• MATERIAL FOR THIS EXERCISE:
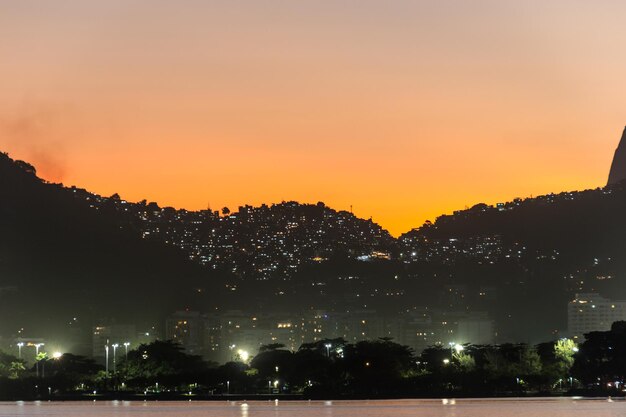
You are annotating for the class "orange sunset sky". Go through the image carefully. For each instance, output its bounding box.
[1,1,625,235]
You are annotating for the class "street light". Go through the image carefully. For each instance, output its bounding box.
[105,345,109,377]
[123,342,130,360]
[237,349,249,362]
[112,344,119,373]
[17,342,24,359]
[33,343,44,378]
[325,343,332,358]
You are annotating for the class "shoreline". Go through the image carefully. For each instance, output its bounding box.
[1,391,623,402]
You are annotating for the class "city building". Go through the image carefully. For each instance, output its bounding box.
[92,324,136,358]
[568,293,626,340]
[456,312,495,345]
[165,311,207,356]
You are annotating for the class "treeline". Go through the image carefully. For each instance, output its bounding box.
[4,323,626,399]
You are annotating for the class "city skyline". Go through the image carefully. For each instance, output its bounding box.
[5,0,626,408]
[2,147,623,348]
[2,1,626,235]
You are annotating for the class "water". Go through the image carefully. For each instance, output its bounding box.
[0,398,624,417]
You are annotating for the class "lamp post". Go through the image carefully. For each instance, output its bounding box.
[112,344,119,373]
[325,343,332,358]
[33,343,44,378]
[123,342,130,360]
[105,345,109,377]
[227,380,230,395]
[17,342,24,359]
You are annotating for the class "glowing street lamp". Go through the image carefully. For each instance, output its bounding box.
[105,345,109,377]
[237,349,249,362]
[123,342,130,360]
[33,343,44,356]
[16,342,24,359]
[33,343,44,378]
[325,343,332,358]
[112,344,119,373]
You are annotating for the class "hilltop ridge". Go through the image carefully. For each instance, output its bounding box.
[3,150,626,343]
[608,126,626,185]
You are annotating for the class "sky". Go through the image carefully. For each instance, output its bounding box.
[1,0,625,236]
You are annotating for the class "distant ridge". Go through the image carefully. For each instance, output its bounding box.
[607,126,626,186]
[3,137,626,344]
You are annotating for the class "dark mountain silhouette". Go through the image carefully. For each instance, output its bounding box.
[0,152,211,337]
[399,183,626,341]
[0,152,398,339]
[3,145,626,344]
[608,126,626,185]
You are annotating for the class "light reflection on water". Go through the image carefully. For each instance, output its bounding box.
[1,398,625,417]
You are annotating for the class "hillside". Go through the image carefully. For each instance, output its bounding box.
[3,150,626,344]
[0,152,211,338]
[0,152,400,338]
[399,185,626,341]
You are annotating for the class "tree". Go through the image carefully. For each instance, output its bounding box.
[119,340,208,388]
[0,352,22,378]
[259,343,286,352]
[483,349,509,377]
[554,338,577,370]
[249,347,293,381]
[46,354,102,382]
[343,338,416,395]
[519,347,542,376]
[8,362,25,379]
[454,351,476,372]
[572,322,626,386]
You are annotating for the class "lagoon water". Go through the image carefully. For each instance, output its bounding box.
[0,398,624,417]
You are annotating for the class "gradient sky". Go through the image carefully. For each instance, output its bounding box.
[1,1,625,235]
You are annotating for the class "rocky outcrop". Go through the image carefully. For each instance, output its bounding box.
[607,127,626,186]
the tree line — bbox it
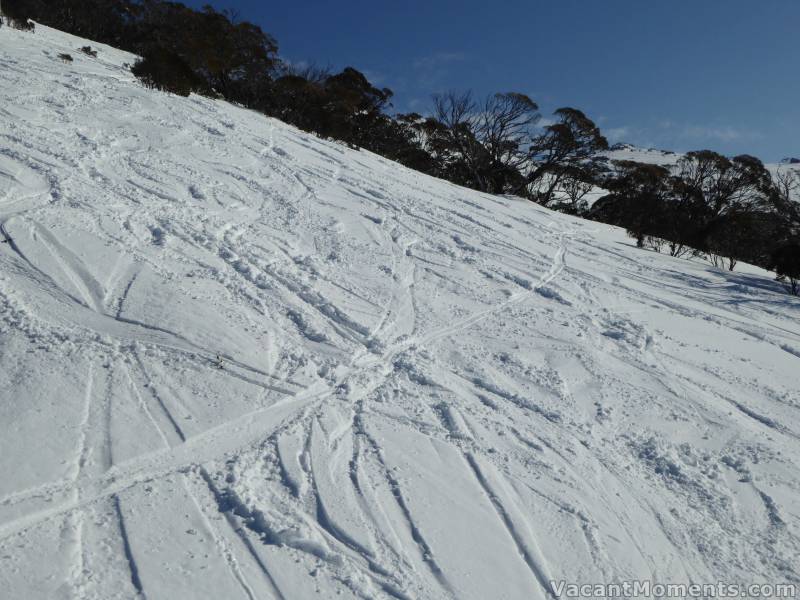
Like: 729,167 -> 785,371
590,154 -> 800,293
3,0 -> 799,294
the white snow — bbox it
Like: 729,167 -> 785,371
2,25 -> 800,600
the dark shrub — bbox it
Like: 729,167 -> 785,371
2,0 -> 35,30
79,46 -> 98,57
704,211 -> 784,271
131,48 -> 204,97
57,53 -> 73,63
771,244 -> 800,295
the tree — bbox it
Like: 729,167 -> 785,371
131,47 -> 204,96
379,114 -> 440,173
129,3 -> 279,101
266,74 -> 328,134
475,92 -> 540,193
552,167 -> 595,215
656,151 -> 772,259
590,161 -> 672,248
770,244 -> 800,295
676,151 -> 772,221
770,168 -> 800,234
525,108 -> 609,206
432,91 -> 492,192
322,67 -> 393,147
704,211 -> 778,271
396,112 -> 472,184
431,90 -> 540,194
262,67 -> 405,157
183,7 -> 279,100
1,0 -> 35,30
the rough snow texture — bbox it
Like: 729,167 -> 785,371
2,25 -> 800,600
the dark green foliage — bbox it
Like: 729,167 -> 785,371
322,68 -> 393,145
704,211 -> 781,271
132,4 -> 279,101
26,0 -> 128,43
79,46 -> 97,57
1,0 -> 35,30
57,53 -> 73,63
593,153 -> 800,292
591,161 -> 672,248
770,244 -> 800,295
9,0 -> 279,104
263,67 -> 427,165
131,48 -> 204,97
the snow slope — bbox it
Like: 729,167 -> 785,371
2,25 -> 800,600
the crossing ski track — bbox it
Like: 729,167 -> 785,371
1,24 -> 800,600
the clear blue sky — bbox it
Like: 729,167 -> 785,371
186,0 -> 799,161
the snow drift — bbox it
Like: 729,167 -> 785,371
1,25 -> 799,600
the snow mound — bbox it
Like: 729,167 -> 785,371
1,25 -> 799,599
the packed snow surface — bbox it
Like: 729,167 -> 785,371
2,26 -> 800,600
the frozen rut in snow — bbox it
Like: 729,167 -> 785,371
1,25 -> 800,600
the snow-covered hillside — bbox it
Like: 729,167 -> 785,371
575,145 -> 800,209
602,144 -> 684,167
2,25 -> 800,600
602,143 -> 800,178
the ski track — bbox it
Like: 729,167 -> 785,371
1,24 -> 800,600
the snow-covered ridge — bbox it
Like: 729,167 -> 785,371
602,144 -> 682,166
603,143 -> 800,176
2,25 -> 799,599
578,144 -> 800,209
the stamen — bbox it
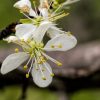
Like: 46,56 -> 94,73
50,73 -> 55,77
40,56 -> 46,63
42,76 -> 46,80
51,44 -> 55,48
26,73 -> 29,78
43,63 -> 54,77
35,58 -> 39,70
52,4 -> 62,15
25,55 -> 32,67
50,13 -> 69,21
67,31 -> 72,36
27,58 -> 34,75
23,65 -> 28,70
21,12 -> 34,22
37,60 -> 43,64
15,48 -> 19,53
58,44 -> 62,48
56,62 -> 62,66
39,65 -> 46,80
41,52 -> 62,67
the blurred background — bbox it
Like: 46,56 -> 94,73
0,0 -> 100,100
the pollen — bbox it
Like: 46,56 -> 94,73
56,62 -> 62,66
37,60 -> 43,64
30,53 -> 34,58
15,48 -> 19,53
51,45 -> 55,48
26,74 -> 29,78
39,43 -> 44,47
42,76 -> 46,80
50,73 -> 55,77
67,31 -> 72,36
29,41 -> 35,47
58,44 -> 62,48
24,65 -> 28,70
40,56 -> 46,62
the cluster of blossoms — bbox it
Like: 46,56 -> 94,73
1,0 -> 79,87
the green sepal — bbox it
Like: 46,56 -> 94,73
20,19 -> 33,24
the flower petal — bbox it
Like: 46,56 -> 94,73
1,52 -> 29,74
15,24 -> 36,41
47,26 -> 64,38
39,8 -> 48,19
31,62 -> 53,88
44,33 -> 77,51
32,21 -> 52,43
14,0 -> 37,17
3,36 -> 18,43
14,0 -> 31,9
29,8 -> 37,17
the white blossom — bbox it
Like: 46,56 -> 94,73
1,32 -> 77,87
1,0 -> 78,87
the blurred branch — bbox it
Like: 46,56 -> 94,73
52,40 -> 100,78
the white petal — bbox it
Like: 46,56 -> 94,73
39,8 -> 48,19
1,52 -> 29,74
29,8 -> 37,17
14,0 -> 37,17
32,21 -> 52,43
14,0 -> 31,9
31,62 -> 53,88
15,24 -> 36,41
47,26 -> 64,38
3,36 -> 18,43
44,33 -> 77,51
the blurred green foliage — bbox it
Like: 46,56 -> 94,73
71,89 -> 100,100
0,0 -> 22,29
0,86 -> 58,100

• PROBLEM REQUIREMENTS: Search the entries for "blurred" and copy each matching line.

• RESPONSE TO THE EXERCISE:
the blurred background — bbox it
the blurred branch — bbox it
the blurred green foliage — bbox it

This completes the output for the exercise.